> WORK REQUIRED:
Could you copy the lines below exactly, leaving none out?

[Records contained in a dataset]
● ● ● ● ● ● ●

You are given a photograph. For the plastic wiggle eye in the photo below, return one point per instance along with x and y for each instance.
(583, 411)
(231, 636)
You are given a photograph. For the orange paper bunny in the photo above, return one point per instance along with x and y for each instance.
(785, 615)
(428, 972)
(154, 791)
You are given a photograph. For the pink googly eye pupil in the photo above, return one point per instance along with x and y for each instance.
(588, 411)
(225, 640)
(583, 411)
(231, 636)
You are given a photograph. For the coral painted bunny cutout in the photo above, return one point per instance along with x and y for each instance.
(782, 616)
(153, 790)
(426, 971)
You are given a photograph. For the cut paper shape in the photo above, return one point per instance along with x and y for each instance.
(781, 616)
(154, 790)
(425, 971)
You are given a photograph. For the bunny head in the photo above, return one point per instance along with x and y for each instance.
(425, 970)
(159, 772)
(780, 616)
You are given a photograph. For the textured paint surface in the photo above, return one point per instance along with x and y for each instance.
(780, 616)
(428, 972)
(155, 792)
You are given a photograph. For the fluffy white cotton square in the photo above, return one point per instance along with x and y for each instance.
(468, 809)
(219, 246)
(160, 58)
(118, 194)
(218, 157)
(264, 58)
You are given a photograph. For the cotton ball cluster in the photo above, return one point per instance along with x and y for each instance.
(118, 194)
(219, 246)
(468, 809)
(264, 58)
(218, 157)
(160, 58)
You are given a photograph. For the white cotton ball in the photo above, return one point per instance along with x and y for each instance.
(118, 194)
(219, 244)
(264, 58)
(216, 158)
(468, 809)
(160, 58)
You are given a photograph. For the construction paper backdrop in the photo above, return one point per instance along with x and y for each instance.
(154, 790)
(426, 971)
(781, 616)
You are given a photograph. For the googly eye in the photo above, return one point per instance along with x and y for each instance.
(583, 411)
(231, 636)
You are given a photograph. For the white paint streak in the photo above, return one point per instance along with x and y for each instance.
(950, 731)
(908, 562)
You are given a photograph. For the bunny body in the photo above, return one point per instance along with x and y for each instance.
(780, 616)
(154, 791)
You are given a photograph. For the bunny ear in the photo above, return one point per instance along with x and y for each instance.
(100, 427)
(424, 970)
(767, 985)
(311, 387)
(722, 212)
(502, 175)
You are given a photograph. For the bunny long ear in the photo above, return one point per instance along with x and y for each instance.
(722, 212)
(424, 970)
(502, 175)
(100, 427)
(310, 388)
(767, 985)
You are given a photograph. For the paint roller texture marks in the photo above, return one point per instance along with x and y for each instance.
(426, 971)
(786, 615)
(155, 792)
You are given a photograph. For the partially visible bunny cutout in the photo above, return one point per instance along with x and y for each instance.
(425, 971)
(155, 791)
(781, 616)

● ● ● ● ● ● ●

> ANSWER BOX:
You are given a photograph. For the plastic wiggle eye in the photo below, return one point per instance along with x and y for each instance.
(583, 411)
(231, 636)
You are given a photograph. For the orange paper bunny in the photo above, return one point per instance along with x and y for each instance.
(785, 615)
(428, 972)
(154, 791)
You are given a photograph. For the pink googly eye pupil in the photo above, return one point per instance along with x and y for each instance.
(588, 411)
(225, 640)
(583, 411)
(231, 636)
You are given a photograph. For the coral painted bunny cutout in the photo above, return one point per instance along with x and y for each instance.
(782, 616)
(153, 790)
(426, 971)
You are given a photograph. For the cut paper shape in the photo above, return one point per instance along with x and y for each instance.
(781, 616)
(154, 790)
(425, 971)
You are given a photograph. For the bunny head in the photo above, return one point per instance along with x and y for each instance.
(425, 970)
(159, 772)
(780, 616)
You are given a photograph. For the textured paint surface in the photo above, return one point per instance along with x and y for each instance.
(780, 616)
(428, 972)
(155, 792)
You are given a photograph. For the fluffy white cotton square in the photo above, return one point per instance along with x and y for each instance.
(468, 809)
(219, 246)
(160, 58)
(118, 194)
(218, 157)
(264, 58)
You are given a photograph. For the cotton ball cluster in the photo above, return one point per instance along with x and y for each instance.
(118, 194)
(219, 246)
(468, 809)
(264, 58)
(218, 157)
(160, 58)
You are given a photograph. For the white cotton ball in the photo above, return one point per instance along with x and y for each instance.
(118, 194)
(219, 244)
(264, 58)
(216, 158)
(468, 809)
(160, 58)
You are given a photograph. For the construction paper backdrop in the photo above, return one point per instance along with x and y for each instance.
(154, 790)
(426, 971)
(781, 616)
You are given a photograph. For the googly eye in the photo above, return one point per instance along with x and y for each instance.
(583, 411)
(231, 636)
You are given a photograph. For the white paint streak in the photo above, return one point per instance along with x and y for each instance.
(950, 731)
(908, 562)
You are given a photograph. For the bunny body in the photo above, return one point per instance along with x and y for each instance.
(780, 616)
(154, 791)
You are given a photograph. For the bunny ear in the photo above, return one point per instance along with x and y for each instance.
(100, 427)
(424, 970)
(767, 985)
(311, 387)
(722, 212)
(502, 175)
You are given a photograph. For the bunny long ear in the photo above, return one point per instance along with x and y for each instance.
(722, 212)
(424, 970)
(502, 175)
(100, 427)
(310, 388)
(767, 985)
You are given a photograph. For the paint roller texture marks in the photo above, return one point per instance along with x and y for each instance.
(426, 971)
(786, 615)
(155, 792)
You are given a photograph. For the partially visible bunny cutout in the photo above, return one point per instance along with x and y for each instance.
(425, 971)
(155, 791)
(781, 616)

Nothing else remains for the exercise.